Please copy out the items that start at the line containing "of the ocean" and end at the line containing "(1346, 455)", swapping "disc" for "circle" and leaving everything else unchanged.

- - -

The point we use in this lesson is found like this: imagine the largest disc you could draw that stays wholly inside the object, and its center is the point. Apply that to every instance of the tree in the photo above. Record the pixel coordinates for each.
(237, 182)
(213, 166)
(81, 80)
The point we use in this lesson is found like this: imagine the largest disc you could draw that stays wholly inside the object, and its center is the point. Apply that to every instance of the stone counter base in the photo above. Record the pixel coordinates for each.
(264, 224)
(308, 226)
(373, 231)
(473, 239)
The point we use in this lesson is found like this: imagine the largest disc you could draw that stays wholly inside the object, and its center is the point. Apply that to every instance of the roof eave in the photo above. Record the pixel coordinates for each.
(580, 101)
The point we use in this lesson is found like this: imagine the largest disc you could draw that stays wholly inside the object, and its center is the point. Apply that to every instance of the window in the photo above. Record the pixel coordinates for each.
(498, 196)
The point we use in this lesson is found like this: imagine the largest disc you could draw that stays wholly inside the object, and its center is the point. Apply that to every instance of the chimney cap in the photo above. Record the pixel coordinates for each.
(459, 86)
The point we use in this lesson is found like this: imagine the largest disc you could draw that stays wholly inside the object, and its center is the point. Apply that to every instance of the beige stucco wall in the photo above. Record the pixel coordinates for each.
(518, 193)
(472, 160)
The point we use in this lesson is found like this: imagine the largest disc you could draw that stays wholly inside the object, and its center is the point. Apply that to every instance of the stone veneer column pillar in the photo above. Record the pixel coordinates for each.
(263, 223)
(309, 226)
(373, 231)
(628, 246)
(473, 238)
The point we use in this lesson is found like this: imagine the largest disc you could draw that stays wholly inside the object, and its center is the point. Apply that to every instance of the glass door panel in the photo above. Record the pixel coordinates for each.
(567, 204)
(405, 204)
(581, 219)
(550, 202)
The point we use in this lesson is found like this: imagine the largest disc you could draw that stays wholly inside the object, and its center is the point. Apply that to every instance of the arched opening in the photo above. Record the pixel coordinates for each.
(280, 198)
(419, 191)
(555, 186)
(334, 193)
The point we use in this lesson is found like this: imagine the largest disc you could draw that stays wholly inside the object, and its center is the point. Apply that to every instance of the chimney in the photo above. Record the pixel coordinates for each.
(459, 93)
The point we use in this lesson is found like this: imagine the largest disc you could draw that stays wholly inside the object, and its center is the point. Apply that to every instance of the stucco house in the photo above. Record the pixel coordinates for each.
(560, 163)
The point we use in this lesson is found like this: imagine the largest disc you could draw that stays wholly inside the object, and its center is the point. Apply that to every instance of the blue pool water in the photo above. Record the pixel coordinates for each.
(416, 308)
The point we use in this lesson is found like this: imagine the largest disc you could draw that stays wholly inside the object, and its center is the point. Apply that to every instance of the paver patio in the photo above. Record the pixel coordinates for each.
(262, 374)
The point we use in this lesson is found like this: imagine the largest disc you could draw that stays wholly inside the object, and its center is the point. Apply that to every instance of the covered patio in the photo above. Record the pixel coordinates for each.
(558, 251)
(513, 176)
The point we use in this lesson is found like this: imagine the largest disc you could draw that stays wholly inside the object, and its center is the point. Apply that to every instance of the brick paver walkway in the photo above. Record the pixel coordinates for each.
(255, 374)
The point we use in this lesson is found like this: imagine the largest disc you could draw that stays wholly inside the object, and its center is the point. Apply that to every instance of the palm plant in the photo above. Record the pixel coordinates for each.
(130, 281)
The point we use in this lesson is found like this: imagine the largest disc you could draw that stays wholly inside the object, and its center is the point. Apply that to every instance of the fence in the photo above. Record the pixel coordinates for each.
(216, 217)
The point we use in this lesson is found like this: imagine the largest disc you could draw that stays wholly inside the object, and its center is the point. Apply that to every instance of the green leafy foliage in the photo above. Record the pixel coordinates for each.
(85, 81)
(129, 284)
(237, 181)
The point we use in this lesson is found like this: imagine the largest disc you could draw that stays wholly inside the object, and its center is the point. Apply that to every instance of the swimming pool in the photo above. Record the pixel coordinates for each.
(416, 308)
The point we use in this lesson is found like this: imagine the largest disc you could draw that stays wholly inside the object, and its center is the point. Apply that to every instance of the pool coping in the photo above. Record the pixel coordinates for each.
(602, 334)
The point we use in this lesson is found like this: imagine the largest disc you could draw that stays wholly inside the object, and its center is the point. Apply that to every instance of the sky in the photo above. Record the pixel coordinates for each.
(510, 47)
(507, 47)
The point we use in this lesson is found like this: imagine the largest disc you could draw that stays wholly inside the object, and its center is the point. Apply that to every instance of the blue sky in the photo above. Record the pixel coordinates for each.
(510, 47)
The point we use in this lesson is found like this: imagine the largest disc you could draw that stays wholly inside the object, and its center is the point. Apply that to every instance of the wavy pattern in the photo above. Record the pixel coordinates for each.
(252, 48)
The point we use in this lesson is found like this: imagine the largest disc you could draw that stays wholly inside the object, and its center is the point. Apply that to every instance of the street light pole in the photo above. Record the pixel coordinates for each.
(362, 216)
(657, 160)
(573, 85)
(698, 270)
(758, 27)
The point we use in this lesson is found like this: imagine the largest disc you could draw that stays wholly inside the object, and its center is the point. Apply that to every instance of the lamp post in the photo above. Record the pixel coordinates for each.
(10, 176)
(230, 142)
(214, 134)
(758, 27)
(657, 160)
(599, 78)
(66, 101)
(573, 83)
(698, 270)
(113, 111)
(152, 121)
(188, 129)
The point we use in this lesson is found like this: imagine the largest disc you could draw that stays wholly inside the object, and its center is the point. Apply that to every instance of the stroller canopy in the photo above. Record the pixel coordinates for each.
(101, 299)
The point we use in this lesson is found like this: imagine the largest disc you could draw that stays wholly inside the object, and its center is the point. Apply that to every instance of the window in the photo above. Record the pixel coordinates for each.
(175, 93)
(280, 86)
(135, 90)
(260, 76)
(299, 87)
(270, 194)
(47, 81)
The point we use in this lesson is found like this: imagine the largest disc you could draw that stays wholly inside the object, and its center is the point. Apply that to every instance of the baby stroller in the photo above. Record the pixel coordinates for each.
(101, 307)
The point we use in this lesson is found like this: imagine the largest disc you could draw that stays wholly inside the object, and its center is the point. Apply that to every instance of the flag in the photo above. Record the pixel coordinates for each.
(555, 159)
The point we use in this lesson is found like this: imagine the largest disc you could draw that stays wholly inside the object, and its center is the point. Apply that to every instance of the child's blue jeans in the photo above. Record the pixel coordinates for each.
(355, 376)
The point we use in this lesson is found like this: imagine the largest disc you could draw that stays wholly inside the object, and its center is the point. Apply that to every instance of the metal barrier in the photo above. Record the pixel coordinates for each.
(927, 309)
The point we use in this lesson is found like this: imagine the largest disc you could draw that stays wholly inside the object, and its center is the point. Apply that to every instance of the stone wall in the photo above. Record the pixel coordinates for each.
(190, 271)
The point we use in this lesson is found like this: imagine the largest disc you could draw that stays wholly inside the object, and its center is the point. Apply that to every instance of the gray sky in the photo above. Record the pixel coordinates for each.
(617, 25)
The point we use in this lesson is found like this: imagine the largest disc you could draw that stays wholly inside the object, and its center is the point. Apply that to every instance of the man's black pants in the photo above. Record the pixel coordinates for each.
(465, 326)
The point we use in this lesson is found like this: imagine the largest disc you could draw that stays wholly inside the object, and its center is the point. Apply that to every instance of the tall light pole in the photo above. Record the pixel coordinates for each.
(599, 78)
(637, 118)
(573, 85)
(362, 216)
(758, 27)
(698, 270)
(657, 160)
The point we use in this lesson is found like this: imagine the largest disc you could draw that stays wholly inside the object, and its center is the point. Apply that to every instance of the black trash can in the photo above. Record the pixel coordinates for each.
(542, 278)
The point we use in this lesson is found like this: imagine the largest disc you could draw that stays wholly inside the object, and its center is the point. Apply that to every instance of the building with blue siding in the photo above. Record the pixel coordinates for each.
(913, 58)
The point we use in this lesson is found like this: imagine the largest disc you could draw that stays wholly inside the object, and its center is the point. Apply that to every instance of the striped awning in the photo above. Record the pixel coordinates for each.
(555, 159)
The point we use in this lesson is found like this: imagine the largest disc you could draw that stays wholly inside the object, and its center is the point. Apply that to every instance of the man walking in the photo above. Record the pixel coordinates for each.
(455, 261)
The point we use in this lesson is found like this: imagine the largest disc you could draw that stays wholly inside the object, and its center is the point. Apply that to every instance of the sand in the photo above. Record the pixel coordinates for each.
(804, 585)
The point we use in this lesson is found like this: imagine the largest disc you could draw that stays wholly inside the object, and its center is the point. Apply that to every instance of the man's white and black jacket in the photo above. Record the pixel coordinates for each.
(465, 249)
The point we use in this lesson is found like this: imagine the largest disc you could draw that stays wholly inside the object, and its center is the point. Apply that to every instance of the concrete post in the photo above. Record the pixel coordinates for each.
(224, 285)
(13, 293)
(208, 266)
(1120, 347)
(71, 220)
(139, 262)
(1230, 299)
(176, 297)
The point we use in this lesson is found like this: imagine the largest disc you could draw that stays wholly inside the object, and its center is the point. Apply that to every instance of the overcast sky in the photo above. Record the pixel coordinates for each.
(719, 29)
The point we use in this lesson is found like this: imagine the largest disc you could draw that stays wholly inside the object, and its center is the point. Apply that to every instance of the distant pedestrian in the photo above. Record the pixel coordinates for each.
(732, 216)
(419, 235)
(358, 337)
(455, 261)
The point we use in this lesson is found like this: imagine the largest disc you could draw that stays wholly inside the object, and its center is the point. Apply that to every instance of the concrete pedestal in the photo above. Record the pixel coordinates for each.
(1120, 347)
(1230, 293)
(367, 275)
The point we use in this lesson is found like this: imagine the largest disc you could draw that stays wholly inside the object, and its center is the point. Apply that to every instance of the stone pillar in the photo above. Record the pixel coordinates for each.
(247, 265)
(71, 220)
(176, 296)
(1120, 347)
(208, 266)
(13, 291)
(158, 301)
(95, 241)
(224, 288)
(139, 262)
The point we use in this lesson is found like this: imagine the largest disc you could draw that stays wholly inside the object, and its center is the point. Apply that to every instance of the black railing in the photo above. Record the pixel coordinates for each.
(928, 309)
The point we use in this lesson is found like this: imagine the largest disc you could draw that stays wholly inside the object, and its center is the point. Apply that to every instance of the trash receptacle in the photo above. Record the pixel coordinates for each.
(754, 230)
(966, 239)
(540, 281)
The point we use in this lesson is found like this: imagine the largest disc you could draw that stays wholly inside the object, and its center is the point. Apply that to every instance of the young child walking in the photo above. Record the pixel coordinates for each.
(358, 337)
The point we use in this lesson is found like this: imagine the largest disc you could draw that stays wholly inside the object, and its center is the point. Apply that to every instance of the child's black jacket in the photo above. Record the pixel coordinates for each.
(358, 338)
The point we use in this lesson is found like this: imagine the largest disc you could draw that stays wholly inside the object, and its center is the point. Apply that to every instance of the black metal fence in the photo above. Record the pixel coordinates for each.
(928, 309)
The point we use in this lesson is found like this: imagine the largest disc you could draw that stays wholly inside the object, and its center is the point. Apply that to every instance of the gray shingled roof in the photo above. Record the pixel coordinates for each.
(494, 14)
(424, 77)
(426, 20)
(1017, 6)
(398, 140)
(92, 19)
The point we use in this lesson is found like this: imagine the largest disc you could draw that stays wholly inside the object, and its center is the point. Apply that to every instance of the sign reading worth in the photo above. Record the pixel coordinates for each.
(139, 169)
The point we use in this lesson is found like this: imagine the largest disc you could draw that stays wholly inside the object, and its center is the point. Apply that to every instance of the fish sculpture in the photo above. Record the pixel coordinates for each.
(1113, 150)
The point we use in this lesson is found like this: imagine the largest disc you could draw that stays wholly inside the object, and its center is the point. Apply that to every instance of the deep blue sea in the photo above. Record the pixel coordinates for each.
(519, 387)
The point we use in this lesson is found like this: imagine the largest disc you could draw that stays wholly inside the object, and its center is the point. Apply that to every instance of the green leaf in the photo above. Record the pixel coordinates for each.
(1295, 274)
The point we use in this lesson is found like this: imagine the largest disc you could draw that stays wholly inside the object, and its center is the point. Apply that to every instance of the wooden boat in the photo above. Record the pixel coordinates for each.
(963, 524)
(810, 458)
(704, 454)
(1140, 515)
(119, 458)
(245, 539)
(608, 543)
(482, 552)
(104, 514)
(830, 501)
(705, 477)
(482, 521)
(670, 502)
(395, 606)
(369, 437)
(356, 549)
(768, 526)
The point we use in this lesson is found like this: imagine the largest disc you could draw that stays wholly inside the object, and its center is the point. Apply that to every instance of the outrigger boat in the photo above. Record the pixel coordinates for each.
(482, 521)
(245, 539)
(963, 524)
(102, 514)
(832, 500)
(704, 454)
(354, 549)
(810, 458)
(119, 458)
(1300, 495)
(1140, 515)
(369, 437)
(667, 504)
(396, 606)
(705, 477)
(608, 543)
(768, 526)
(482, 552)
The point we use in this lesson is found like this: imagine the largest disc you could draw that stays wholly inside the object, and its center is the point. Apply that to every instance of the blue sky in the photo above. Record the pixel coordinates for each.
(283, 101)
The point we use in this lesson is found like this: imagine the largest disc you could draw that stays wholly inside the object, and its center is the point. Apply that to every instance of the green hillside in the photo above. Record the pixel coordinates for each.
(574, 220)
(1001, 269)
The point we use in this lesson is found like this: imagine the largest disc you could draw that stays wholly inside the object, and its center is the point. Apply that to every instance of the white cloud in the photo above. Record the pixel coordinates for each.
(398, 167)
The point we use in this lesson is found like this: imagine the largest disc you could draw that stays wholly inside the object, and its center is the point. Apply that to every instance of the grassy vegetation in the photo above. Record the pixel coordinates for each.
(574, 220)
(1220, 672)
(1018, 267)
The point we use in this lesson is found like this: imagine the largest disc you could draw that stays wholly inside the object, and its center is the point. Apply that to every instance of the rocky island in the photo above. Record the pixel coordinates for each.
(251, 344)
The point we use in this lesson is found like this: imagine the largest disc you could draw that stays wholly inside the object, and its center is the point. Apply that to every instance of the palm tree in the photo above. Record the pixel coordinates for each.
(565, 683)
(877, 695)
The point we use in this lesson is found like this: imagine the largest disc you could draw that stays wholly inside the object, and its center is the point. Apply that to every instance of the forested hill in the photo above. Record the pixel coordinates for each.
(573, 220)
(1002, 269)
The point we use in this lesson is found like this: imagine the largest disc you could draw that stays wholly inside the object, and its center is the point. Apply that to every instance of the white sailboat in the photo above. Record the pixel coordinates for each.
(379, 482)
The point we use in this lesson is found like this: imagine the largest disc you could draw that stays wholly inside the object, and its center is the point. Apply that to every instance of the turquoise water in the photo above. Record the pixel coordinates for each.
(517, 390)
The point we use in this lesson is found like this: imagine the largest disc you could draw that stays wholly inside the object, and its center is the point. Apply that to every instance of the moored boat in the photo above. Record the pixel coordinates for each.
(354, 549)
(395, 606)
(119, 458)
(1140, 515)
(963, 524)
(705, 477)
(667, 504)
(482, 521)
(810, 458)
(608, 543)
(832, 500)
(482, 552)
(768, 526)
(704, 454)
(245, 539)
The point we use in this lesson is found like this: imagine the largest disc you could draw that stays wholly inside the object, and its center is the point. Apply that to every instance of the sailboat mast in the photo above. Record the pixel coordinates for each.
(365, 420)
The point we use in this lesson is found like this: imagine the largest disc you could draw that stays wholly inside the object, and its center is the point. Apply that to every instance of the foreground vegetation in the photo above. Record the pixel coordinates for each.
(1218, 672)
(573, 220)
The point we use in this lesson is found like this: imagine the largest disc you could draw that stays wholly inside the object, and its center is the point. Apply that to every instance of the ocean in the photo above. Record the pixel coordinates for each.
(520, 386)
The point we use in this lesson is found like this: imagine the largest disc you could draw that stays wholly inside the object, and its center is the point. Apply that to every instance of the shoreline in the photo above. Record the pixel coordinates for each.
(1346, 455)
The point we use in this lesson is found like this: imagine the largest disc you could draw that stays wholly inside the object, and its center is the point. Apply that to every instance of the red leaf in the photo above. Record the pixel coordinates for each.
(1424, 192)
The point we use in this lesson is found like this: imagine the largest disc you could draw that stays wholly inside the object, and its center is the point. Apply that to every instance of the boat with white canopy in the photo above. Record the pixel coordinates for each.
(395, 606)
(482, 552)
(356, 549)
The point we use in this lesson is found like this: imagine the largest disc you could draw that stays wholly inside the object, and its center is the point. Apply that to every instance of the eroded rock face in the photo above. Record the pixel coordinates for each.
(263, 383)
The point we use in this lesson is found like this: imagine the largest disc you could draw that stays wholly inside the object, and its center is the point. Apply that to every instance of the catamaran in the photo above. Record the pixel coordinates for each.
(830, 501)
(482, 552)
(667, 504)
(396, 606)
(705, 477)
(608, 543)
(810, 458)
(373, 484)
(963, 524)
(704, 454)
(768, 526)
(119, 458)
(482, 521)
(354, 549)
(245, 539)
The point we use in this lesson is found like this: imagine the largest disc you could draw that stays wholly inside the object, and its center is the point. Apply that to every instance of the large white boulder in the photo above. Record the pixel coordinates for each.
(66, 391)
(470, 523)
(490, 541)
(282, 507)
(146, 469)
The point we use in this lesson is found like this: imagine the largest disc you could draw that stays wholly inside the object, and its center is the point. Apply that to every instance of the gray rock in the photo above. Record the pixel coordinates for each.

- - -

WORKED ANSWER
The point we use in this lesson is found like this: imagine the largest circle you could draw that stays wholly inside the object, and its center is the point. Apply that to every instance of the ocean in the photo above. Record the pixel coordinates for each.
(520, 386)
The point we use in this lesson is found like this: imagine the largest circle you could draw that stays wholly inside the object, and its center is the point. Apply that to every instance of the shoreline in the photo above. Record the pixel coordinates for each.
(1346, 455)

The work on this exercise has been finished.